Gewaltprävention hat bei dem Telekommunikationsanbieter, der in Deutschland rund 80.000 Menschen beschäftigt, einen wichtigen Stellenwert. „Wir sind ein buntes Team mit Menschen aus über 50 Nationen. Zudem haben viele direkten Kontakt zu Kundinnen und Kunden. Da ist es normal, dass es mal Konflikte gibt“, so Brandkamp. „Wir wollen Hilfe anbieten, statt diese Konflikte zu ignorieren.“ Unterstützt werden Betroffene übrigens unabhängig davon, ob sie Gewalt im beruflichen oder im privaten Kontext erleiden.

_Datenübersicht_:
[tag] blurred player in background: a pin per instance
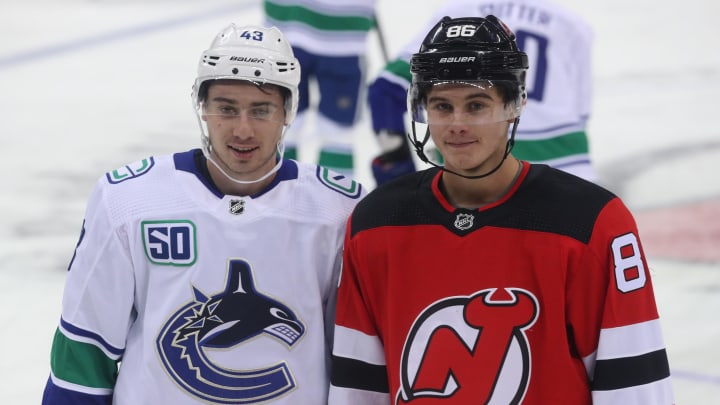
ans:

* * *

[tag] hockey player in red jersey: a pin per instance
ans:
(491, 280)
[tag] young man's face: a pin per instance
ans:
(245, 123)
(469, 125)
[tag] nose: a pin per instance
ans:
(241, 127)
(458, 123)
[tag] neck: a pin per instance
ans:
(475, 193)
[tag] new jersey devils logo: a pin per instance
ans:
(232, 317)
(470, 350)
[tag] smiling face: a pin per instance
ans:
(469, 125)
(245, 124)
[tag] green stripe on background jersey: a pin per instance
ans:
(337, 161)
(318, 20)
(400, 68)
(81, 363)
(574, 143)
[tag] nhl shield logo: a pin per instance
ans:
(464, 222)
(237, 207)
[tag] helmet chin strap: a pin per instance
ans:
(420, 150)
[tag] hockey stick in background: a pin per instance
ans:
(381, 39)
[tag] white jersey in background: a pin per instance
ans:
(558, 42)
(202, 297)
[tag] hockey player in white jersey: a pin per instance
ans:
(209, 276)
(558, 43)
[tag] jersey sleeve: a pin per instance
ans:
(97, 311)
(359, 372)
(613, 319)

--

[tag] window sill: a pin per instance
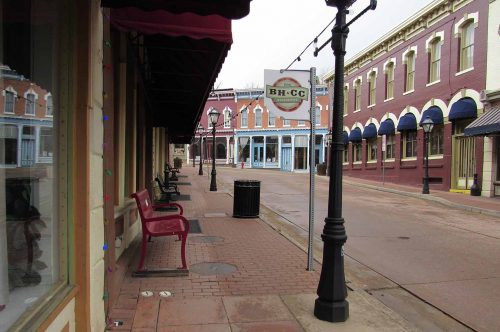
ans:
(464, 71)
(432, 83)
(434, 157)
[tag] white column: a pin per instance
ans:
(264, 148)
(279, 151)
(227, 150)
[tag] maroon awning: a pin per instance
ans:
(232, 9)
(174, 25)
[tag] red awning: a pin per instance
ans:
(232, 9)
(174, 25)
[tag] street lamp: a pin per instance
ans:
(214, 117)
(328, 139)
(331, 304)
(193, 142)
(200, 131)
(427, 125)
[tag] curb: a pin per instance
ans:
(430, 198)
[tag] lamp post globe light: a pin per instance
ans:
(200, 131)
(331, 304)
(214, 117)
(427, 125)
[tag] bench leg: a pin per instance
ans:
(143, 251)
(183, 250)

_Zu erledigen_:
[a] Wie viele Menschen beschäftigt der Telekommunikationsanbieter laut dem Text zur Gewaltprävention in Deutschland?
[b] Schreiben Sie aus dem Text zur Gewaltprävention den Abschnitt ab, der bei den Worten „Gewaltprävention hat bei“ einsetzt, und enden Sie nach „privaten Kontext erleiden.“.

_Ergebnisse je Aufgabe_:
[a] Rund 80.000 Menschen.

[b]
Gewaltprävention hat bei dem Telekommunikationsanbieter, der in Deutschland rund 80.000 Menschen beschäftigt, einen wichtigen Stellenwert. „Wir sind ein buntes Team mit Menschen aus über 50 Nationen. Zudem haben viele direkten Kontakt zu Kundinnen und Kunden. Da ist es normal, dass es mal Konflikte gibt“, so Brandkamp. „Wir wollen Hilfe anbieten, statt diese Konflikte zu ignorieren.“ Unterstützt werden Betroffene übrigens unabhängig davon, ob sie Gewalt im beruflichen oder im privaten Kontext erleiden.